Storia della Bocconi

1945-1968. Dalla liberazione al '68

L’istruzione superiore a sostegno del «miracolo»


Nel 1949 la ricchezza prodotta dagli italiani quasi eguagliò il livello che aveva raggiunto nel 1938[1], l’ultimo anno di pace. Dopo la «cura da cavallo» einaudiana, il valore della lira si era stabilizzato e il bilancio pubblico tornò finalmente in pareggio. La crescita della domanda interna e il buon andamento delle esportazioni, incoraggiate dal basso livello dei salari e dal pieno impiego degli impianti, stimolarono consistenti investimenti tecnologici[2].

Tra il 1948 e il ’55 la produzione italiana di trattori agricoli crebbe di quasi otto volte, quella di automobili quintuplicò, i quantitativi di concimi chimici, di acciaio e di zucchero prodotti aumentarono di due volte e mezza[3]. Dal 1952 al 1963, nelle regioni di Nord-ovest si profilò il primo solido ciclo di sviluppo del settore industriale. Dal ’52 al ’58, l’avvio del processo dipese prevalentemente da fattori interni: una energica crescita agricola (+4,6% annuo di valore aggiunto)[4], favorita da una meccanizzazione di un’intensità fino allora sconosciuta nelle campagne italiane, dove viveva più della metà della popolazione[5], sostenne quella manifatturiera (+7,4% annuo)[6]. I profitti realizzati dalla grande industria furono largamente reinvestiti (+6,8% annuo)[7] per accrescere la capacità produttiva a fronte di una domanda interna ed estera che sembrava inesauribile[8].

Dal 1958 al ’63, il Mercato comune europeo ampliò ulteriormente gli sbocchi dei manufatti e dei prodotti industriali italiani[9]. Il raddoppio degli investimenti in tecnologia[10] e il basso costo relativo della manodopera, in crescente misura formata da operai di prima generazione provenienti dalle montagne e dalle campagne del Nord e dai centri urbani minori pugliesi e siciliani[11], consolidarono il successo delle nostre esportazioni, la cui quota crebbe consistentemente a livello mondiale nel corso del decennio 1951-61[12].

A partire dai primi anni Cinquanta, nell’intento d’ottenere sostanziali economie di scala, i settori siderurgico, elettrico, della raffinazione del petrolio, dell’industria petrolchimica e alcuni comparti della meccanica furono teatro d’ingenti investimenti[13]. Contemporaneamente, nella pressoché generale disattenzione degli economisti, una miriade di piccole e medie imprese disperse nelle regioni nord-orientali e centrali del Paese, assembrate in distretti industriali, erano protagoniste di uno sviluppo tecnologico e produttivo che avrebbe assunto vistose dimensioni dai secondi anni Sessanta in avanti[14].

◆ **ESTRATTO DEL DATASET**:

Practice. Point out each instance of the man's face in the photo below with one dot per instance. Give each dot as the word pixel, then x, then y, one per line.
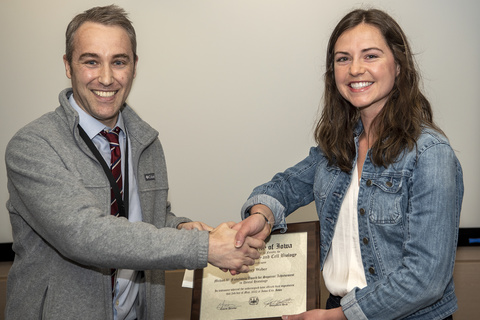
pixel 102 70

◆ **CONSEGNA**:
Traduci in inglese questa frase della storia della Bocconi: "Dopo la «cura da cavallo» einaudiana, il valore della lira si era stabilizzato e il bilancio pubblico tornò finalmente in pareggio."

◆ **SOLUZIONE SCRITTA**:
After Einaudi's "drastic cure," the value of the lira had stabilized and the public budget finally returned to balance.